### Required action
Write out the listing below exactly, and omit any images you find in it.

# # # #

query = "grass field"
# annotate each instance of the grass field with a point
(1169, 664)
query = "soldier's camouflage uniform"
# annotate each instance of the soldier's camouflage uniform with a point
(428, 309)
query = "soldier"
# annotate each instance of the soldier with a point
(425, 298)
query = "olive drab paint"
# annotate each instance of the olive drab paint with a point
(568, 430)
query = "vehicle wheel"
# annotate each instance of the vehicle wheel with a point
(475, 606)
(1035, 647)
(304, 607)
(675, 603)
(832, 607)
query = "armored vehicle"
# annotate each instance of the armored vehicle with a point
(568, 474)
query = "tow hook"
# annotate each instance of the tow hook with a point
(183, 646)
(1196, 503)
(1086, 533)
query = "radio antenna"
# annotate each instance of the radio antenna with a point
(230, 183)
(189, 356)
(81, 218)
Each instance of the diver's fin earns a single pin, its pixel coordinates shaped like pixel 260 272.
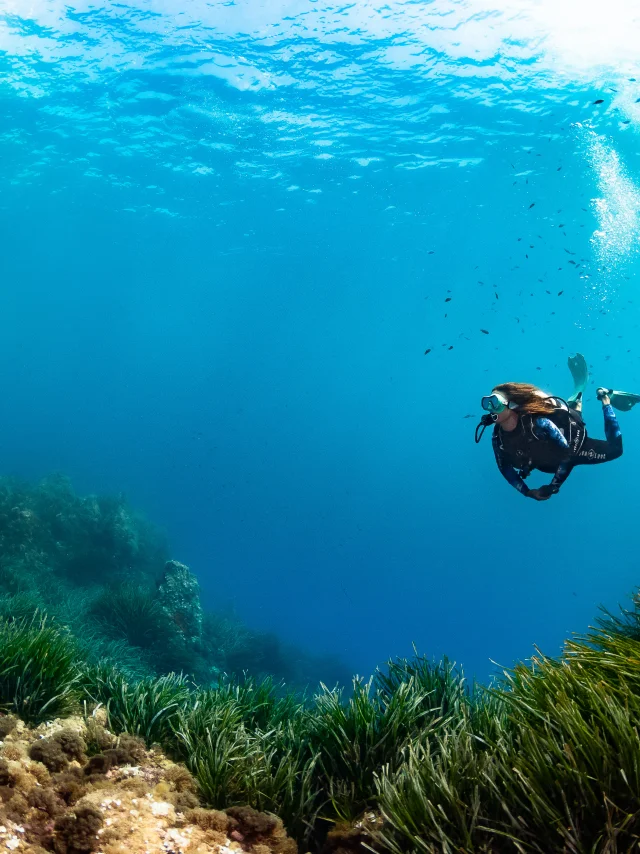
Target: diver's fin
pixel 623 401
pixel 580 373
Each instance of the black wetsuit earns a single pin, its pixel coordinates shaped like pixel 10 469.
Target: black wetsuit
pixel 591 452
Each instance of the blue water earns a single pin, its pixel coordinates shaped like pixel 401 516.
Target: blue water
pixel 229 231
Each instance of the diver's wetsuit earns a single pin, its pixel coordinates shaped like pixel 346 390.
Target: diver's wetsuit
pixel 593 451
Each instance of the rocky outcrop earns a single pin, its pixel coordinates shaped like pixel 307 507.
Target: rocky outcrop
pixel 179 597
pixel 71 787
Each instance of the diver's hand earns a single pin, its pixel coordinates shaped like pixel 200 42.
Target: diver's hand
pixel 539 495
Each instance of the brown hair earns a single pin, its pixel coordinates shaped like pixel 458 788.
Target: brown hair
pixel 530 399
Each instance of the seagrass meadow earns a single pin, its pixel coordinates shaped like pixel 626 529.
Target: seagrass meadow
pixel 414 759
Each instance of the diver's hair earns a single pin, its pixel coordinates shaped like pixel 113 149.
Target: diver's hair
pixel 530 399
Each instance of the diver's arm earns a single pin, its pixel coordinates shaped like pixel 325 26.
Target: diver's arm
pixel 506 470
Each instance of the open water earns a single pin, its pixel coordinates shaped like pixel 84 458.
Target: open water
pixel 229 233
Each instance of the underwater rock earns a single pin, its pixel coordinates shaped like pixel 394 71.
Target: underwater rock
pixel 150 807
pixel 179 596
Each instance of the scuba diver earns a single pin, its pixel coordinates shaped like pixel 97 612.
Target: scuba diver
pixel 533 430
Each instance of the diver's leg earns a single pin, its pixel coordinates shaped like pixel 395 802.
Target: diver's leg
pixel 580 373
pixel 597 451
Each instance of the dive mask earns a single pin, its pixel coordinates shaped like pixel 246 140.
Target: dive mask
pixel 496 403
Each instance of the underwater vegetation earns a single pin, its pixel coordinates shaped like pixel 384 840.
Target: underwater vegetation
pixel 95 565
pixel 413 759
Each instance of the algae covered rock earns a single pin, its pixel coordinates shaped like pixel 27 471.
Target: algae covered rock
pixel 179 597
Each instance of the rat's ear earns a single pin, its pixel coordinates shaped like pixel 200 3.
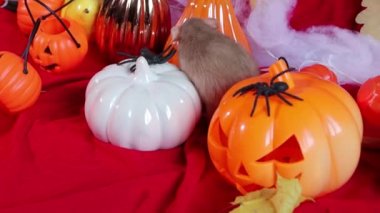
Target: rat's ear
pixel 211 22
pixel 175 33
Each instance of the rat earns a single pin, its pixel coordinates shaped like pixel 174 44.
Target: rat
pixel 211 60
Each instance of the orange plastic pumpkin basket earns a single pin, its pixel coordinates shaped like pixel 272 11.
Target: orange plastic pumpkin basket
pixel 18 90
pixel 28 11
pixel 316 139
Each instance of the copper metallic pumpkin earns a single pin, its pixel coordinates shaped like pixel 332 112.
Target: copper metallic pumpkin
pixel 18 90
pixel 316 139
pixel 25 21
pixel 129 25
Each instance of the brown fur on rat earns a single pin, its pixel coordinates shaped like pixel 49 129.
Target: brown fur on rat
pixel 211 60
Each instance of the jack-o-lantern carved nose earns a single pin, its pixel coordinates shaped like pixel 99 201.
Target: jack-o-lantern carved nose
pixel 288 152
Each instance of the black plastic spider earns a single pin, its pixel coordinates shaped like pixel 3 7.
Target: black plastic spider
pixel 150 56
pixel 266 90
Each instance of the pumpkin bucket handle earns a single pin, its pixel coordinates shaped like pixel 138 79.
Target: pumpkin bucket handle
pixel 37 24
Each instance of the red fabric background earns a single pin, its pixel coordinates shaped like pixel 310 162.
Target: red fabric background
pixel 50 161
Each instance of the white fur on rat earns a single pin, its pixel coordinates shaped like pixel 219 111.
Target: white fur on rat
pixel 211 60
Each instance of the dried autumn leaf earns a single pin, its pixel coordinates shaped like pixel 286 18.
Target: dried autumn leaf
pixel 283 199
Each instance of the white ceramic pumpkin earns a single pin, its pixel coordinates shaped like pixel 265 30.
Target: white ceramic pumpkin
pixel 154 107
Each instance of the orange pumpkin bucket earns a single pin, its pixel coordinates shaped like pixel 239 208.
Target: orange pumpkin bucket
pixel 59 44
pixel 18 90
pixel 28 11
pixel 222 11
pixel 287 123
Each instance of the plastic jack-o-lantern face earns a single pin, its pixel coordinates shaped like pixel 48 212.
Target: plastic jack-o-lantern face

# # # #

### Response
query = "grass field"
# annotate each instance of the grass field with a point
(1169, 664)
query = "soldier's camouflage uniform"
# annotate each instance of the soldier's camouflage uniform with a point
(428, 309)
query = "soldier"
# annotate each instance of the soldier with a point
(425, 298)
query = "olive drab paint"
# annotate each instance of the olive drab paint with a point
(568, 430)
query = "vehicle wheel"
# annotate each instance of the vehicle wheel with a point
(475, 606)
(1035, 647)
(304, 607)
(675, 603)
(832, 607)
query = "armored vehicle"
# annotate each instance of the armored vehicle with a point
(568, 474)
query = "tow hook"
# annotate each instance of the tow hook with a point
(183, 646)
(1196, 503)
(1086, 533)
query = "radio antenna"
# annotate each instance of the radio antenna with a point
(230, 183)
(189, 356)
(81, 218)
Each instance of the diver's fin earns a single pin, its pixel coordinates shaped like pixel 260 272.
Target: diver's fin
pixel 623 401
pixel 580 373
Each instance of the black wetsuit earns a single pin, its pixel coordinates shaped like pixel 10 469.
Target: black wetsuit
pixel 591 452
Each instance of the blue water earns a single pin, its pixel coordinates shaped like pixel 401 516.
Target: blue water
pixel 229 231
Each instance of the diver's wetsuit earns a single pin, its pixel coordinates shaped like pixel 346 390.
Target: diver's wetsuit
pixel 593 451
Each instance of the rocky outcrop earns a single pin, its pixel coordinates shaped like pixel 307 507.
Target: rocky outcrop
pixel 179 597
pixel 71 787
Each instance of the diver's hand earns a single pin, its pixel coordinates shaped like pixel 200 42.
Target: diver's hand
pixel 539 495
Each instance of the brown hair earns a single pin, its pixel coordinates shaped like pixel 458 788.
Target: brown hair
pixel 530 399
Each instance of the seagrass meadow earns a single pin, its pixel coordinates shaped like pixel 626 529.
Target: seagrass meadow
pixel 414 759
Each instance of the diver's hair earns a single pin, its pixel coordinates shaped like pixel 113 149.
Target: diver's hair
pixel 530 399
Each instance of the diver's arm earns a single pin, its pixel coordinates shaped like pixel 325 26.
Target: diver's arm
pixel 506 470
Each instance of the open water earns a single pin, its pixel coordinates shaped like pixel 84 458.
Target: open water
pixel 229 233
Each instance of the underwater rock earns a single pin, its pixel coordinates shaped like pixel 394 71.
Target: underwater rock
pixel 150 807
pixel 179 596
Each instance of the scuba diver earns a single pin, its pixel coordinates shaped like pixel 97 612.
Target: scuba diver
pixel 533 430
Each instance of the diver's leg earns a single pin, its pixel coordinates shaped like pixel 395 802.
Target: diver's leg
pixel 580 373
pixel 597 451
Each instance of the dive mask earns a single pin, its pixel coordinates shaped like pixel 246 140.
Target: dive mask
pixel 496 403
Each instance of the underwater vegetation earns a single pin, its pixel coordinates shaped like pixel 384 840.
Target: underwater vegetation
pixel 95 565
pixel 413 759
Each instance of the algae covered rock earns a single pin, its pixel coordinates shaped like pixel 27 471.
Target: algae covered rock
pixel 179 597
Each instance of the rat's ear earns a single pin, its pixel coordinates shaped like pixel 200 3.
Target: rat's ear
pixel 211 22
pixel 175 33
Each instance of the rat earns a single pin, its pixel coordinates shaped like pixel 174 44.
Target: rat
pixel 211 60
Each instance of the orange plastic pumpkin basket earns a single pin, its pixel coordinates shaped like pixel 272 11.
Target: orange plastic pumpkin basket
pixel 18 90
pixel 28 11
pixel 316 139
Each instance of the copper metallic pumpkin earns a single pin, its pixel coordinates shaped like pixel 332 112.
Target: copper metallic pumpkin
pixel 18 90
pixel 316 139
pixel 25 21
pixel 129 25
Each instance of the brown fur on rat earns a single pin, its pixel coordinates shaped like pixel 49 129.
Target: brown fur on rat
pixel 211 60
Each instance of the jack-o-lantern carved nose earns a single pin, its pixel coordinates shaped like pixel 99 201.
Target: jack-o-lantern carved nose
pixel 288 152
Each instance of the black plastic spider earns a single pin, its pixel coordinates shaped like pixel 3 7.
Target: black plastic spider
pixel 150 56
pixel 266 90
Each instance of the pumpkin bucket handle earns a single pin, its pixel coordinates shaped like pixel 138 79.
Target: pumpkin bucket handle
pixel 37 24
Each instance of the red fabric background earns a single pin, its pixel coordinates shaped like pixel 310 162.
Target: red fabric background
pixel 50 161
Each instance of the white fur on rat earns a single pin, its pixel coordinates shaped like pixel 219 111.
Target: white fur on rat
pixel 211 60
Each instance of the dried autumn leaf earns a single pin, its pixel coordinates shaped like pixel 286 18.
Target: dried autumn leaf
pixel 283 199
Each instance of the white ceramic pumpkin earns a single pin, its pixel coordinates shaped like pixel 265 30.
Target: white ceramic pumpkin
pixel 154 107
Each instance of the orange pumpkin bucket earns a single pin, its pixel coordinates shaped like pixel 239 208.
Target: orange pumpkin bucket
pixel 59 44
pixel 18 90
pixel 28 11
pixel 222 11
pixel 287 123
Each instance of the plastic jack-o-lantern face earns a single pin, its pixel coordinates shaped like pixel 48 212.
Target: plastic jack-o-lantern face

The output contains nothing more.